■ What you have to do
Give back every line exactly as it appears, pictures excluded.
++++++++++++++++++++
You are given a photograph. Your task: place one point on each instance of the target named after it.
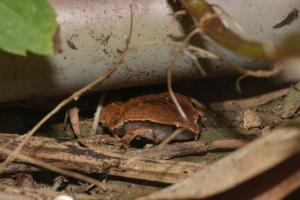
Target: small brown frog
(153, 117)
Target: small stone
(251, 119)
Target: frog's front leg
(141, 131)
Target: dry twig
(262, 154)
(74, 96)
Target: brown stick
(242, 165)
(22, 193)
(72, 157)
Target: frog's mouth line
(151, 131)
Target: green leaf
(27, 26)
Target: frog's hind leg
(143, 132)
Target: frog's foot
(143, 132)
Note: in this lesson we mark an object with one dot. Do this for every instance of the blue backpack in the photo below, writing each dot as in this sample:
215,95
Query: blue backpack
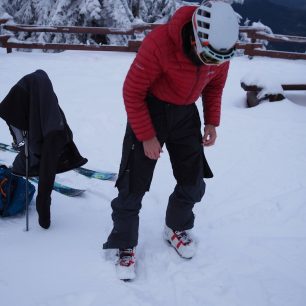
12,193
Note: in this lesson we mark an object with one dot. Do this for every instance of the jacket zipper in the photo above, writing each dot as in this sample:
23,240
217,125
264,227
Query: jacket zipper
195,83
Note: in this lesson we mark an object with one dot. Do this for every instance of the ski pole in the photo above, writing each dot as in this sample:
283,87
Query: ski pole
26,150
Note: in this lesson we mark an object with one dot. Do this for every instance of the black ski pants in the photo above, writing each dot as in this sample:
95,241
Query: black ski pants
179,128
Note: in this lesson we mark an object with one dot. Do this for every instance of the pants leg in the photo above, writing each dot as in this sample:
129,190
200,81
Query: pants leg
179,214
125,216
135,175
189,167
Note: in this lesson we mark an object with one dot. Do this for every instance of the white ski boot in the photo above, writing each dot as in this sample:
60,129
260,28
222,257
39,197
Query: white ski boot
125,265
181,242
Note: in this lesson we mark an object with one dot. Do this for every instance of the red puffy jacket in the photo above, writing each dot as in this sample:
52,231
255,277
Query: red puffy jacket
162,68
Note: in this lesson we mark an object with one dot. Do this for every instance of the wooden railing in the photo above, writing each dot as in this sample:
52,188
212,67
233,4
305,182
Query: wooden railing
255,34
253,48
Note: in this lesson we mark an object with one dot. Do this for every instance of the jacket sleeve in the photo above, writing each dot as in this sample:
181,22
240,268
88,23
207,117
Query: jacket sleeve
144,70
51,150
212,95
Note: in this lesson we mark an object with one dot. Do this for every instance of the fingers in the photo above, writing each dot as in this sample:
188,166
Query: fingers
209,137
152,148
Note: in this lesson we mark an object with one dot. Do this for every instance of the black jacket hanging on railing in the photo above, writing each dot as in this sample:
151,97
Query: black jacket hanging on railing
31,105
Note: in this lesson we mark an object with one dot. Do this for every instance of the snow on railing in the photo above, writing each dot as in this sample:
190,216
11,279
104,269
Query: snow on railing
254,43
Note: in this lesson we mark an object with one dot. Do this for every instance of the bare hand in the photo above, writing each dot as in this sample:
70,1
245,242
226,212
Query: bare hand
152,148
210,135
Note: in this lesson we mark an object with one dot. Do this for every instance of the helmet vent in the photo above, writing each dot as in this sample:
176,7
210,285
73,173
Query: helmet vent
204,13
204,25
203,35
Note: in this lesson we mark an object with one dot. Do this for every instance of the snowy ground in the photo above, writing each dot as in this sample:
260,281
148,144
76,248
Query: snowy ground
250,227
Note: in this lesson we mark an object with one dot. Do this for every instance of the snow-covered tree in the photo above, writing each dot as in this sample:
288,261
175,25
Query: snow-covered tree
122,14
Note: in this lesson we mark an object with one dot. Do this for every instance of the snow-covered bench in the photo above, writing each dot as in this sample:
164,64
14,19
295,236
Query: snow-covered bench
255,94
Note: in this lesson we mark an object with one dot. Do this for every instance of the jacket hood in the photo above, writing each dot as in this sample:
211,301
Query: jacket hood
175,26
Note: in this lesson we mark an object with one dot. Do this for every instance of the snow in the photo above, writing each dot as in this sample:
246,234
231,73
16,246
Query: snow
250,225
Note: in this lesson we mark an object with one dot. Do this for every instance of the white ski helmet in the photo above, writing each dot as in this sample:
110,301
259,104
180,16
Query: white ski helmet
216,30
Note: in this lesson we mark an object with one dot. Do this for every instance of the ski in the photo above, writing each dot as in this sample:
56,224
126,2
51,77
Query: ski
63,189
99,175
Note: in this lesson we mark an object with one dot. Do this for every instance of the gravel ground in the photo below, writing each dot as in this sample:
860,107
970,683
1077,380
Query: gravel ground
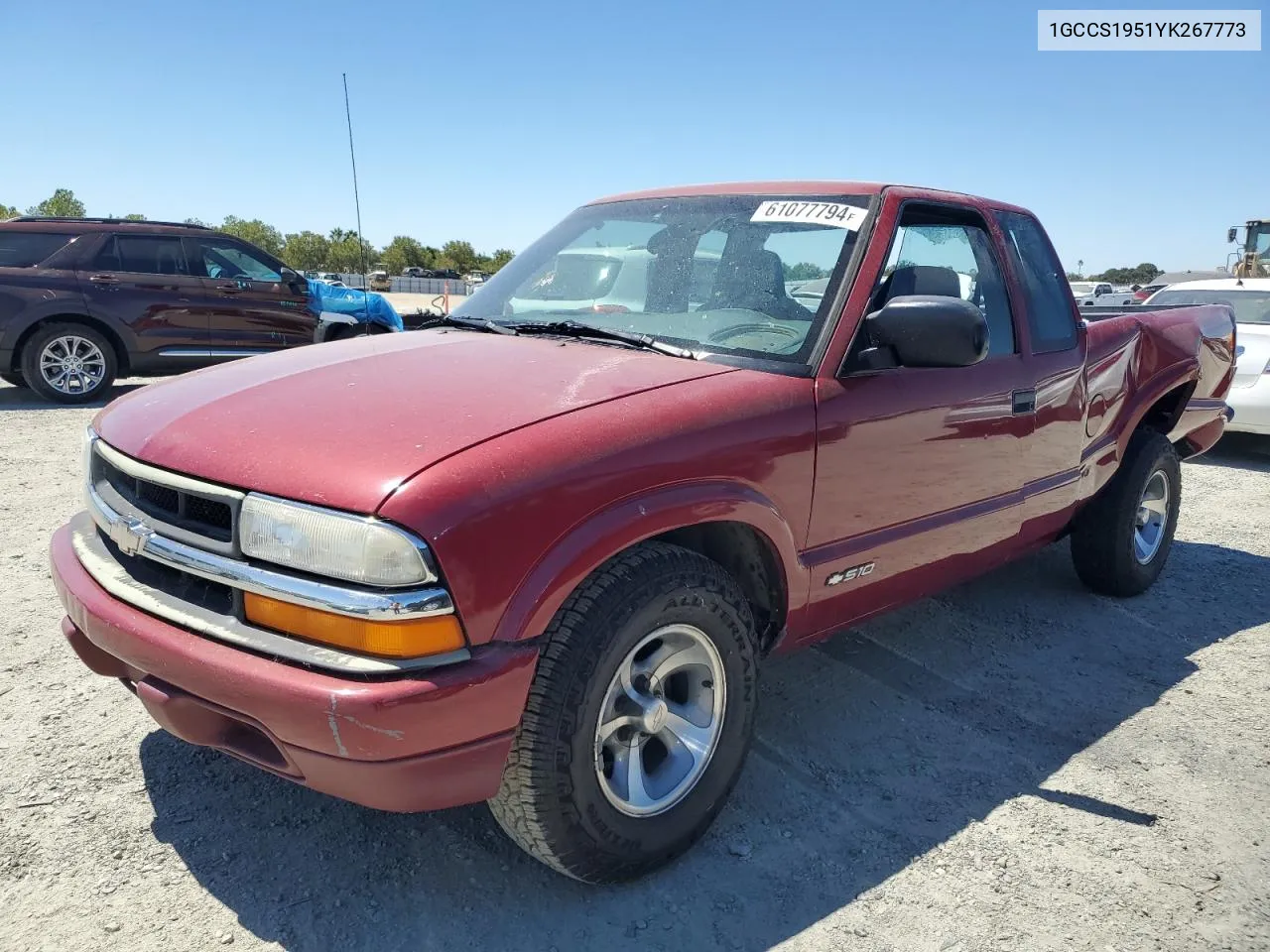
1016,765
++++++++++++++++++++
■ Solution
You are given a photograph. Your task: place one point on each instance of the target named after it.
Target: small brown frog
(153, 117)
Target: small stone
(251, 119)
Target: frog's front leg
(141, 131)
Target: dry twig
(262, 154)
(74, 96)
Target: brown stick
(242, 165)
(22, 193)
(72, 157)
Target: frog's mouth line
(151, 131)
Target: green leaf
(27, 26)
Target: frog's hind leg
(143, 132)
Target: frog's foot
(143, 132)
Note: in this lesson we mark an object with one dot. Do this for every instance of the blue backpack in the photo below, writing each dot as in this sample:
215,95
Query: blue backpack
12,193
Note: in this lesson we mark an object with one dot. Do this for every instance of the jacket zipper in the photo above, writing each dot as in this sample:
23,240
217,125
264,227
Query: jacket zipper
195,83
Note: in this lesson we mark an object with one dot. Do this for every instance of the ski pole in the photo above, writing each dot as in this sample:
283,87
Query: ski pole
26,150
Note: in this lesson we mark an object with one dot. Do this for every instance of the black ski pants in the photo above, writing each dot as in this sample:
95,241
Query: black ski pants
179,128
Note: in this lesson we mark an object with one dot. Do this for every instance of the pants leg in the photo above, writing each dot as in this sample:
129,190
200,81
Query: pants leg
179,214
125,216
135,175
189,167
Note: in this lesson we mark an object with one dot. Do this for every instance of the white ski boot in the photo above, writing each dot as in this sample:
60,129
260,28
222,257
39,197
Query: white ski boot
125,265
181,242
Note: in this lesson we mark an object with one dot. Do this for every instance of the red puffy jacket in the photo above, writing each dot as in this sample:
52,231
255,277
Query: red puffy jacket
162,68
Note: in this lesson we mark an object with one dot. Do this for every instance of the wooden railing in the photo above, writing each dot as in this sample:
52,188
212,67
233,4
305,182
Query: wooden railing
255,34
253,48
Note: in this lesson we mark an object with one dot. Do this for every instance of the jacket sleeve in the photo above, writing each dot as in this sample:
181,22
240,268
88,23
207,117
Query: jacket sleeve
144,70
51,150
212,95
Note: in this lesson we mark an object with one dot. Do this for every instance of the fingers in the photo above, writing each dot as in this sample:
188,166
Query: fingers
209,137
152,148
Note: in this lesson we mark an object with one dot. Do this for every instance of the black jacket hanging on railing in the photo above, writing each dot as in this sample:
151,97
Query: black jacket hanging on railing
31,105
Note: in this lesson we mark an object with one dot. Do this for every instance of the snow on railing in the photo above, writing each dot as in this sample:
190,216
11,279
104,269
Query: snow on railing
254,43
Note: in this lesson we mark an object with one dot. Do this for every instance of the bare hand in the photo above, writing each dot as in this sample:
70,1
245,242
226,212
Query: bare hand
152,148
210,135
Note: in this lesson we mark an object with one dot. Do this for every instance of the helmet vent in the photo above, writing each dot as in this sample:
176,7
210,285
73,173
Query: helmet vent
204,13
204,25
203,35
Note: in this lesson we mark an object with one dot. Do this for every instance of the snowy ground in the photo above, writing each dot as in this sample:
260,281
148,144
76,248
Query: snowy ground
250,227
Note: in this lesson we mark an object with one dot. Do this for every instance of the snow-covered tree in the photo above, writing each dot as in this sample:
288,261
175,25
Query: snow-covered tree
122,14
Note: in this lesson we mark an object with one dot. Do this for every instance of the snow-covered bench in the photo above, writing each dot as in this sample:
164,64
14,19
295,236
Query: snow-covered bench
255,94
Note: in this lesson we mark an object with one dot. Do this for every instance of the jacket hood in the photo above, writing each dot as in this sample:
211,301
Query: jacket hood
175,26
Note: in this lesson we mark an object with one dot. Do this for every instance of the snow in the photo above, writing each dot as in this sample:
246,234
231,73
16,246
Query: snow
250,225
Note: in this lesson we mark an object with one dot. Do this for every instance of the white ski helmet in the photo above, writing each dot as in this sample:
110,301
259,104
180,16
Query: white ski helmet
216,30
Note: in this lesson we mark an object with one dot. Do this for every instance of the ski in the photo above, writing each dot as in this sample:
56,224
126,2
51,77
Query: ski
63,189
99,175
Note: in this lesson we mark an object with one dot. Do this for every instance of the gravel ground in the photo below, writing each dot as in this sample:
860,107
970,683
1077,380
Query: gravel ground
1016,765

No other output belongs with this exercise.